Top of RECORDS PROVIDED

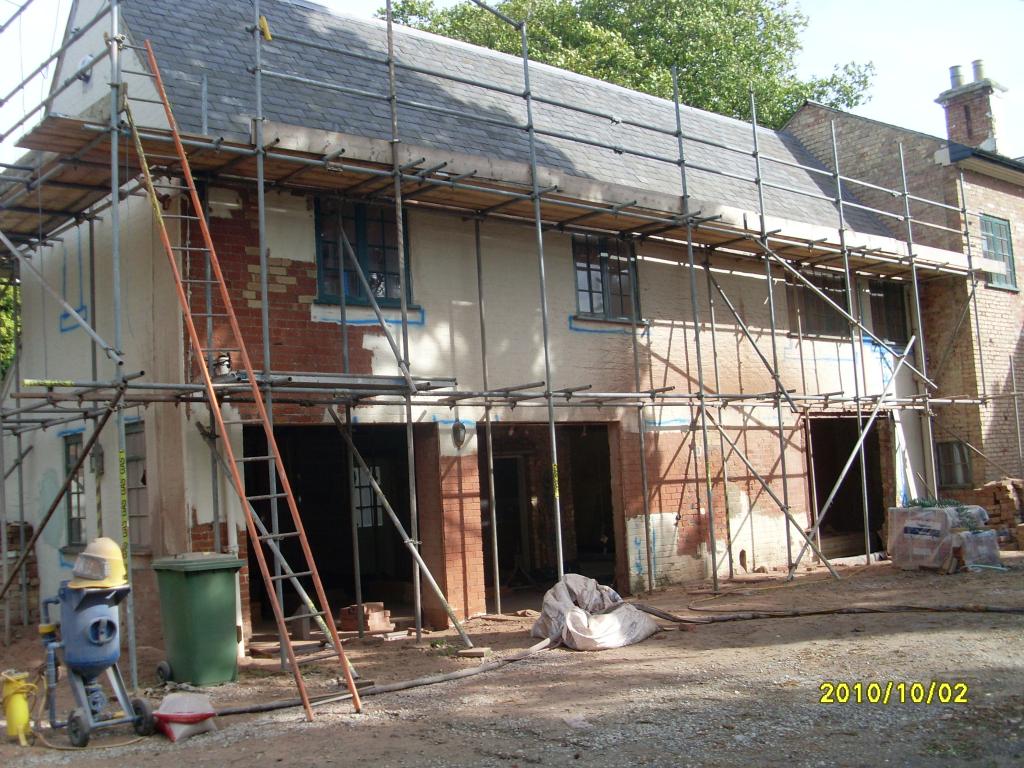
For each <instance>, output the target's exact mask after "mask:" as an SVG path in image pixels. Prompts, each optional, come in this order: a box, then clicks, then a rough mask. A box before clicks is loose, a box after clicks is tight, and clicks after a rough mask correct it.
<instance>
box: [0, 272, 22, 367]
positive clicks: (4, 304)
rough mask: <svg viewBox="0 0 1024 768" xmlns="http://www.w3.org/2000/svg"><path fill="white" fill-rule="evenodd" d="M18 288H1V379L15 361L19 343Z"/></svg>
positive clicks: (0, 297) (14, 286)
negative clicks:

Bottom of RECORDS PROVIDED
Top of RECORDS PROVIDED

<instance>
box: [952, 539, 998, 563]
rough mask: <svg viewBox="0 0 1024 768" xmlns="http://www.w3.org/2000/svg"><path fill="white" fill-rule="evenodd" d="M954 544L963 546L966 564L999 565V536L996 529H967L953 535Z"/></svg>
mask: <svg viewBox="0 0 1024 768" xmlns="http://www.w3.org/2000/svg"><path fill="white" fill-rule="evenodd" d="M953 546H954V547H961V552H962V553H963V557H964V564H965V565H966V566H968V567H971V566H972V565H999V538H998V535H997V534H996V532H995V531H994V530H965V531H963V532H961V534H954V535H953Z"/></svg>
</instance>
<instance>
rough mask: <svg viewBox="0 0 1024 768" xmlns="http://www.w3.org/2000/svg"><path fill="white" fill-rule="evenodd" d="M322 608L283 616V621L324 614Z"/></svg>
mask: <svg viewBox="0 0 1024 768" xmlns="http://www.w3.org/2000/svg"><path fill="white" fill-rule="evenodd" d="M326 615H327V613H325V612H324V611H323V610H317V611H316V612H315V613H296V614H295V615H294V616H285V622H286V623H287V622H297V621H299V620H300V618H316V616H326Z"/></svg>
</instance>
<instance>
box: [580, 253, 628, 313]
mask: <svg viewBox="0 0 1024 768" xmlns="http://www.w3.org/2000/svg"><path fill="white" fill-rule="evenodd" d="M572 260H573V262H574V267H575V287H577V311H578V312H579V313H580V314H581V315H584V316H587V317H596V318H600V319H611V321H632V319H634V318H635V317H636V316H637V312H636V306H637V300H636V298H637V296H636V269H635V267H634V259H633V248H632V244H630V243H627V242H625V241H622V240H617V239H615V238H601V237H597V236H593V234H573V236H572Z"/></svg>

Bottom of RECORDS PROVIDED

PROMPT: Provide only the number of lines in the records containing the string "clicks".

RESULT FOR THIS EXERCISE: 4